> Questions
**A)** In the passage on probative information, rewrite the part from "Developing information of" up to and including "and most career-sustaining.", swapping every "information" for "evidence".
**B)** In the passage on probative information, list every word that is joined to another word by a slash.
**C)** Extend the passage on probative information with a few sentences that pick up right after its final sentence.

> Passage to read
------------------------

Developing information of a probative nature naturally involves more expense, since more effort is required in its collection – which also frequently happens to render it more informative. Such information demands a greater level of subject matter expertise, effort, and often set of logical skills as well. To retreat to solely an analytical position towards information which avoids such risk/expertise/cost, rather than groom probative information and seek to mitigate its risk through consilience efforts and direct observation – such is the means by which society actively crafts false knowledge on a grand scale.

Intelligence professionals are trained to watch for the most reasonable terrifying answer – while science professionals are trained to develop the most comforting answer – that which is the simplest and most career-sustaining.

The bottom line is this, Intelligence Professionals, those who truly seek the answers from the bottom of their very being – are promoted in their career for regarding data differently than does weak scientific study or do pseudo-skeptics. The issue, as these professionals understand, is NOT that anecdotes are unreliable. All questionable, orphan or originating observations are ‘unreliable’ to varying degrees, until brought to bear against other consilience/concomitance: other data to help corroborate or support its indication. This is the very nature of intelligence, working to increase the reliability and informative (probative) nature of your data.

------------------------

Referring expression data:
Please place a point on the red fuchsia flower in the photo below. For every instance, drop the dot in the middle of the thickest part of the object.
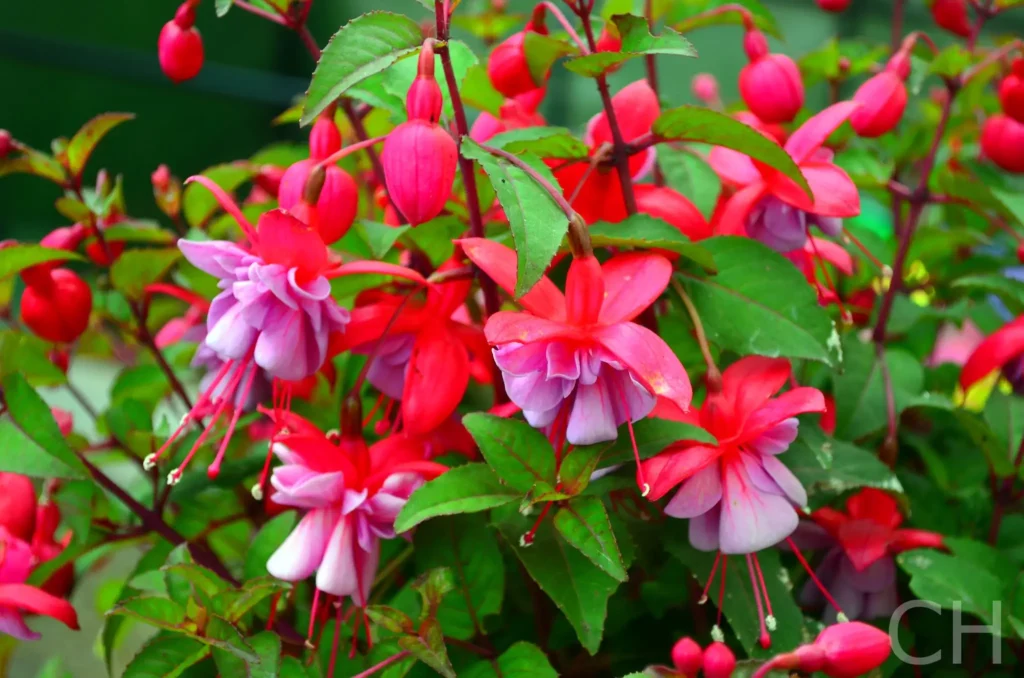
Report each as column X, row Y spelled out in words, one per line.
column 858, row 567
column 951, row 15
column 770, row 207
column 419, row 156
column 333, row 211
column 1001, row 349
column 595, row 192
column 16, row 598
column 422, row 349
column 180, row 47
column 1012, row 91
column 842, row 650
column 351, row 494
column 1003, row 142
column 770, row 84
column 507, row 67
column 673, row 207
column 578, row 361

------------------------

> Answers given
**A)**
Developing evidence of a probative nature naturally involves more expense, since more effort is required in its collection – which also frequently happens to render it more informative. Such evidence demands a greater level of subject matter expertise, effort, and often set of logical skills as well. To retreat to solely an analytical position towards evidence which avoids such risk/expertise/cost, rather than groom probative evidence and seek to mitigate its risk through consilience efforts and direct observation – such is the means by which society actively crafts false knowledge on a grand scale.

Intelligence professionals are trained to watch for the most reasonable terrifying answer – while science professionals are trained to develop the most comforting answer – that which is the simplest and most career-sustaining.

**B)** risk, expertise, cost, consilience, concomitance

**C)**
One should guard against the circumstance wherein an appeal to authority defacto decides any assumption of reliability and informative ability on the part of an observation. One falsifying anecdote may be unreliable, but is potentially also highly informative. Ethical skepticism involves precisely the art of effecting an increase in reliability of one’s best or most highly probative data. Of course I do not believe with credulity in aliens visiting our Earth; however, if we habitually screen out all the millions of qualified reports of solid, clear and intelligent craft of extraordinary capability, flying around in our oceans and skies – we are NOT doing science, we are NOT doing skepticism. In such a play we become merely anecdote data skulpting pseudo-scientists. Furthermore, if we regard the people who are conducting such probative database assembly to be ‘pseudo-scientists’ – we are exercising nothing even remotely associated with skepticism.

A 70% bootstrap deductive observation is worth ten 90% bootstrap inductive ones…
If one examines only 90% plus reliable data, one will merely confirm what we already know.
Reliability can be deceiving when assumed a priori. It is logical inference through repeated observation, and not the bias of authority we bring to the equation, which must serve and accrue any assessment of reliability.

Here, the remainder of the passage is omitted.